Contrairement à ce que soutient l'intéressée dans son mémoire de recours, la décision entreprise n'est ni une décision finale ni une sentence partielle. Il s'agit au contraire d'une décision incidente par laquelle l'arbitre a réglé une question procédurale, à savoir la recevabilité des moyens de compensation invoqués par la recourante au regard de l'art. 22 du Règlement. 
 
3.2.  
 
3.2.1. En vertu de l'art. 190 al. 3 LDIP, une sentence incidente ne peut être attaquée devant le Tribunal fédéral que pour les motifs tirés de la composition irrégulière (art. 190 al. 2 let. a LDIP) ou de l'incompétence (art. 190 al. 2 let. b LDIP) du tribunal arbitral. Les griefs visés à l'art. 190 al. 2 let. c à e LDIP peuvent aussi être soulevés contre les décisions incidentes au sens de l'art. 190 al. 3 LDIP, mais uniquement dans la mesure où ils se limitent strictement aux points concernant directement la composition ou la compétence du tribunal arbitral (ATF 143 III 462 consid. 2.2; 140 III 477 consid. 3.1; 140 III 520 consid. 2.2.3).  
 
3.2.2. Dans son mémoire de recours, l'intéressée fait grief à l'arbitre d'avoir enfreint son droit d'être entendue (art. 190 al. 2 let. d LDIP) et d'avoir rendu une sentence incompatible avec l'ordre public (art. 190 al. 2 let. e LDIP). Or, ces deux moyens sont soulevés pour eux-mêmes et ne se rapportent nullement aux motifs de recours visés par l'art. 190 al. 2 let. a et b LDIP. Le présent recours est dès lors irrecevable, vu l'absence de griefs recevables.

> **Extrait source**:
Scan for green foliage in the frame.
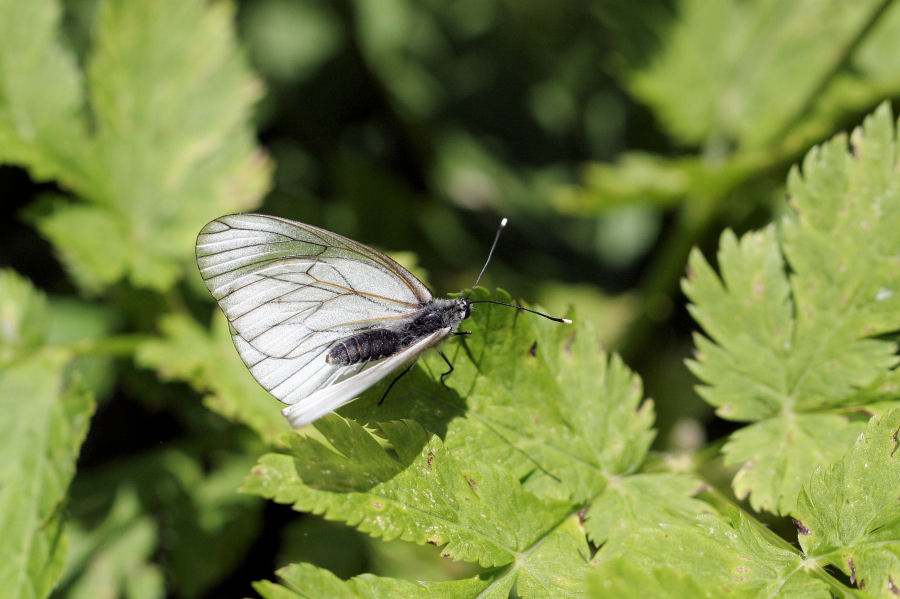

> **Consigne**: Rédigez la suite du texte sur le recours contre la décision incidente de l'arbitre, en partant de sa dernière phrase. Le matériel fourni plus haut n'est pas nécessaire.

> **Réponse attendue**:
 
4.  
Au vu de ce qui précède, les frais de la présente procédure, lesquels seront sensiblement réduits pour tenir compte de la nature du présent arrêt (décision d'irrecevabilité faute de griefs recevables), seront mis à la charge de la recourante (art. 66 al. 1 LTF), laquelle se verra restituer le solde de l'avance de frais fournie par elle. L'intimée n'a pas droit à des dépens, dès lors qu'elle n'a pas été invitée à déposer une réponse. 
 
 
Par ces motifs, le Tribunal fédéral prononce :  
 
1.  
Le recours est irrecevable. 
 
2.  
Les frais judiciaires, arrêtés à 20'000 fr., sont mis à la charge de la recourante. La Caisse du Tribunal fédéral restituera à cette dernière le solde de l'avance de frais. 
 
3.  
Le présent arrêt est communiqué aux parties et à l'arbitre siégeant à Genève.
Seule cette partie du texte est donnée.